[Start]

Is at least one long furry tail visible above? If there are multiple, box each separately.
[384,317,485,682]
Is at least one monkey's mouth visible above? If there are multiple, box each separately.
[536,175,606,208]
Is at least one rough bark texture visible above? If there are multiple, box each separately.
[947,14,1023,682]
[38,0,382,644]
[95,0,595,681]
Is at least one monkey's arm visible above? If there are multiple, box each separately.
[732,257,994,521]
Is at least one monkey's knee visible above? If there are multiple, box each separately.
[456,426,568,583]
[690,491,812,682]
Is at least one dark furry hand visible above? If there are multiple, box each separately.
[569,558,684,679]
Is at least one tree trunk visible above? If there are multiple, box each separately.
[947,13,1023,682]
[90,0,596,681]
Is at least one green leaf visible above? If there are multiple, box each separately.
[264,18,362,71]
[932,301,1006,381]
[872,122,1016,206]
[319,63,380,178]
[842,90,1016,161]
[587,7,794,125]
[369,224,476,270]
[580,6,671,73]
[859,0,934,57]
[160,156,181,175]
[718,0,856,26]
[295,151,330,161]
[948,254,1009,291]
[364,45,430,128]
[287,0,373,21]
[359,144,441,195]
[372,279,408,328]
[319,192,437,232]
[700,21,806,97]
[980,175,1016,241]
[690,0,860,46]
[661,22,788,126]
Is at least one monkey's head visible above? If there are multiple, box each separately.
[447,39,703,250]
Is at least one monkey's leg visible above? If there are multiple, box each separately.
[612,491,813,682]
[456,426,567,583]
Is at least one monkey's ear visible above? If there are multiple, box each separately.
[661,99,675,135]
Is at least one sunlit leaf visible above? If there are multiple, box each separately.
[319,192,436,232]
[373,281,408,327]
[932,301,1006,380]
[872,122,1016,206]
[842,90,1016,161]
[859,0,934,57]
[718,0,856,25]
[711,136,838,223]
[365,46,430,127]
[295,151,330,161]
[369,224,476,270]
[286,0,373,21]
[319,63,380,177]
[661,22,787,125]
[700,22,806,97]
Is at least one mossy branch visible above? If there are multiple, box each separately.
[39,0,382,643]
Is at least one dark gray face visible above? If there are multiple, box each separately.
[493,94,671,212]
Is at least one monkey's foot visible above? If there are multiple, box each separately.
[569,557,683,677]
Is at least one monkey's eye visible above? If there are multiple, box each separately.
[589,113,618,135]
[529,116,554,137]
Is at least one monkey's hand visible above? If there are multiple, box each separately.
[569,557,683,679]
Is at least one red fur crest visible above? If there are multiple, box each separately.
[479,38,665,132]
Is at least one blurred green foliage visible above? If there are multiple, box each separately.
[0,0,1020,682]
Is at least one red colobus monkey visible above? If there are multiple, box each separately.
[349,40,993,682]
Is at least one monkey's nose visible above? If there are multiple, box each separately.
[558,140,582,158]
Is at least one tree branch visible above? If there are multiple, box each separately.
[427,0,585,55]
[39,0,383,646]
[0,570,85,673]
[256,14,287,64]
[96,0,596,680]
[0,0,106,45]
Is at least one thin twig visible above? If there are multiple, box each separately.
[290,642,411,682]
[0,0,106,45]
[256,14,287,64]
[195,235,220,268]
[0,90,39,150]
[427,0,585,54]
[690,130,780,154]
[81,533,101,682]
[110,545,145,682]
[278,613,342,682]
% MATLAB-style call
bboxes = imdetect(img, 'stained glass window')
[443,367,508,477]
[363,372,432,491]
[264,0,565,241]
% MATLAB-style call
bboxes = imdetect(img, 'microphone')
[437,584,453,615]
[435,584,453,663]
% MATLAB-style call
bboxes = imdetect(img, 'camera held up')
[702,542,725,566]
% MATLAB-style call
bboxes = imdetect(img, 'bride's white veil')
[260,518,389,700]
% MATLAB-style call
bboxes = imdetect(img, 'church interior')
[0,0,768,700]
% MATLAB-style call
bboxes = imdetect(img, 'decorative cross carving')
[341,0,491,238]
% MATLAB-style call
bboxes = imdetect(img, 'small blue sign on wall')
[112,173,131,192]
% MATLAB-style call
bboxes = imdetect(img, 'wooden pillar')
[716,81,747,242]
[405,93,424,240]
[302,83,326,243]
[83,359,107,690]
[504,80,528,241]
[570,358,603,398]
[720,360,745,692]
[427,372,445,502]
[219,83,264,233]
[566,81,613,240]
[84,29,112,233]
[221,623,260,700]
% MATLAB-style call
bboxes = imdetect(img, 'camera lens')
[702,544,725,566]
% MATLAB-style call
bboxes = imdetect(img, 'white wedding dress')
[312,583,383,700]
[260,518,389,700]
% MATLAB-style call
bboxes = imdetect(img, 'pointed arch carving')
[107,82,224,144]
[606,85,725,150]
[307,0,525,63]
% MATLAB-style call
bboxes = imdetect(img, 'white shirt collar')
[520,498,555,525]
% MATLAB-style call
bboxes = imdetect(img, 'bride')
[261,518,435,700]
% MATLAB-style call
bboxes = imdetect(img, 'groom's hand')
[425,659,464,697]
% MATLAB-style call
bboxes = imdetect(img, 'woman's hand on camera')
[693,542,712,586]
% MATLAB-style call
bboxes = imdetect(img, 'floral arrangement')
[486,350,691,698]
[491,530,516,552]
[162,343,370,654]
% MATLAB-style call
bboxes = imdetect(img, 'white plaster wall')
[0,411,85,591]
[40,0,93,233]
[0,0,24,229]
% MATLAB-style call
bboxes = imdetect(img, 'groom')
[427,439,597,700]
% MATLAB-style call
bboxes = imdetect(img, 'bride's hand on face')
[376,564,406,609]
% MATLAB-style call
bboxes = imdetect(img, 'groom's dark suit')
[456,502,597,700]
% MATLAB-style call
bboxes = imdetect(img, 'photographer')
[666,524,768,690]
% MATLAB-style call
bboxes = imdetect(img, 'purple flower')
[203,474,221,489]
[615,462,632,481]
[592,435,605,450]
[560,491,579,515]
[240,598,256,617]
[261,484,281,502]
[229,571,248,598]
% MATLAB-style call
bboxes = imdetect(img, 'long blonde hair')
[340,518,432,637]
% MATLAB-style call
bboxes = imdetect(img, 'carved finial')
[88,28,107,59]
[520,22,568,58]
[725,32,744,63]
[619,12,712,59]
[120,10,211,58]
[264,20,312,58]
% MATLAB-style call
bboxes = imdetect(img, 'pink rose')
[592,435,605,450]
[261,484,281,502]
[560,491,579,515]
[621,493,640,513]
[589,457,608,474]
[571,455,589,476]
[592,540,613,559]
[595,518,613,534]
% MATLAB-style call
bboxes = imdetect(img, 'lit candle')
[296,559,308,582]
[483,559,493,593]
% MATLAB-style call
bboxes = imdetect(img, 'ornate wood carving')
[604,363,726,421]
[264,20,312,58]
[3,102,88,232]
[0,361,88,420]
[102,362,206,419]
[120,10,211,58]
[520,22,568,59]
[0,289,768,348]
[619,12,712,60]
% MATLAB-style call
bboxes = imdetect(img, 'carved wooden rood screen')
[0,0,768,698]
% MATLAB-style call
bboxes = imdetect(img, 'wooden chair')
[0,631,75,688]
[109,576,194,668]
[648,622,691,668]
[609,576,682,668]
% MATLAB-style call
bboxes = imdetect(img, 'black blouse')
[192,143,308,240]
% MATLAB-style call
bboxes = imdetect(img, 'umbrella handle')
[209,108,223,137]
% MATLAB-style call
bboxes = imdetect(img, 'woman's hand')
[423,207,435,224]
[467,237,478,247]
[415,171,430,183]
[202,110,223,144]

[End]

Locate every line in the listing above that contains the word "carved", and copy each of those lines.

### WORKED ANSWER
bboxes = imdetect(img, 'carved finial')
bboxes = imdetect(img, 'carved wooden rood screen')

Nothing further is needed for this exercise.